What the exercise asks: Arrange the lines below as a JSON list of strings, one string for each line, and leave out any blank lines.

## begin Information supplied

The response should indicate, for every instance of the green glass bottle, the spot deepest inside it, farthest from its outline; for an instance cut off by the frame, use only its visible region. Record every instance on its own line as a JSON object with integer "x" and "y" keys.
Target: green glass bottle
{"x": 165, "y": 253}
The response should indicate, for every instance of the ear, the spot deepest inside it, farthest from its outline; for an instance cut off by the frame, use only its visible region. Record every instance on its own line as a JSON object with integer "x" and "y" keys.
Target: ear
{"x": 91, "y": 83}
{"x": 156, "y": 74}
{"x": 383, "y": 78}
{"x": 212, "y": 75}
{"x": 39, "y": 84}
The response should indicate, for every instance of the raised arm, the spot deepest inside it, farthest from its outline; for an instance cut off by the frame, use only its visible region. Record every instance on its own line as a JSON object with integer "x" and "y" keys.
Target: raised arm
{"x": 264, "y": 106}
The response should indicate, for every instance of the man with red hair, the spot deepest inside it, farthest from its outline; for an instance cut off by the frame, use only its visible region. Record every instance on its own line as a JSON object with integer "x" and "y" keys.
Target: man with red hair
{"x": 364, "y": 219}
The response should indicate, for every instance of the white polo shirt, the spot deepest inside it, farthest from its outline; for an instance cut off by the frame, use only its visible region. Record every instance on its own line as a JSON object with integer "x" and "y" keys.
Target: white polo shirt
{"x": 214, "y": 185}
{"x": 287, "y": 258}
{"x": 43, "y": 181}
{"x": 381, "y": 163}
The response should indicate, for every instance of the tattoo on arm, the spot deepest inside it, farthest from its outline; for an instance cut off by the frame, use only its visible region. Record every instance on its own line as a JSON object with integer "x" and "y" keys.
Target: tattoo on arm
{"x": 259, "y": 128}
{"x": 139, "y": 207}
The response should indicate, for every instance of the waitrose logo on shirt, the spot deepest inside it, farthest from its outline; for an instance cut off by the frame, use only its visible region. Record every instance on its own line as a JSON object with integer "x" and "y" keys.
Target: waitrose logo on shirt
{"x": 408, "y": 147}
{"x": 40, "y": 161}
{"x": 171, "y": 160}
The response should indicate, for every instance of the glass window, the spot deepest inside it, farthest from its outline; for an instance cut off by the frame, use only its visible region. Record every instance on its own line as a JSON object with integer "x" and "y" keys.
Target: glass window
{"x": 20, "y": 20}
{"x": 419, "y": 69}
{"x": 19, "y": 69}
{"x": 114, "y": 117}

## end Information supplied

Output:
[
  "The response should indicate, for every instance of the green glass bottle, the spot deepest inside it, farthest from its outline; for an instance cut off by the frame, use only its visible region. Record every instance on its own line as a JSON object with integer \"x\" and \"y\" keys.",
  "Target: green glass bottle",
  "{\"x\": 165, \"y\": 253}",
  "The response should indicate, for every instance of the ear, the spot deepest inside it, farthest from its outline; for an instance cut off by the frame, use only its visible region. Record every instance on its own line as a JSON object with integer \"x\" and \"y\" keys.",
  "Target: ear",
  "{\"x\": 91, \"y\": 83}",
  "{\"x\": 156, \"y\": 74}",
  "{\"x\": 383, \"y\": 78}",
  "{\"x\": 212, \"y\": 75}",
  "{\"x\": 39, \"y\": 84}",
  "The response should indicate, for every instance of the raised arm, the spot deepest inside it, farthest from its outline; for an instance cut off by the frame, use only its visible region. Record every instance on its own line as a JSON object with integer \"x\" and \"y\" keys.",
  "Target: raised arm",
  "{\"x\": 264, \"y\": 106}",
  "The response should indicate, for every instance of the man with red hair, the spot deepest inside it, farthest from its outline; for an instance cut off by the frame, use only its visible region. Record every instance on its own line as a JSON object with integer \"x\" and \"y\" keys.",
  "Target: man with red hair",
  "{\"x\": 364, \"y\": 219}",
  "The response should indicate, for every instance of the white polo shirt, the spot deepest inside it, farthest from its outline; for an instance cut off by the frame, use only its visible region. Record every instance on its own line as a JSON object with integer \"x\" and \"y\" keys.",
  "Target: white polo shirt",
  "{\"x\": 214, \"y\": 185}",
  "{\"x\": 287, \"y\": 258}",
  "{\"x\": 43, \"y\": 181}",
  "{\"x\": 381, \"y\": 163}",
  "The response should indicate, for every instance of the tattoo on arm, the spot deepest inside it, farthest from its outline; for an instance cut off by the frame, use only its visible region. Record every instance on its own line as a JSON object with integer \"x\" and \"y\" keys.",
  "Target: tattoo on arm",
  "{\"x\": 259, \"y\": 128}",
  "{\"x\": 139, \"y\": 207}",
  "The response should indicate, for every instance of the waitrose logo on shirt, the spot deepest inside it, farthest from its outline; for an instance cut off by the frame, use only its visible region. Record every instance on its own line as a JSON object with integer \"x\" and \"y\" keys.",
  "Target: waitrose logo on shirt",
  "{\"x\": 408, \"y\": 147}",
  "{\"x\": 40, \"y\": 161}",
  "{\"x\": 171, \"y\": 160}",
  "The response should indicate, for every instance of the glass window, the spot deepest inside it, farthest from its outline; for an instance cut off by the frame, use only its visible region. Record every instance on its own line as a JSON object with integer \"x\" and \"y\" keys.",
  "Target: glass window",
  "{\"x\": 20, \"y\": 20}",
  "{\"x\": 419, \"y\": 69}",
  "{\"x\": 19, \"y\": 69}",
  "{\"x\": 114, \"y\": 117}"
]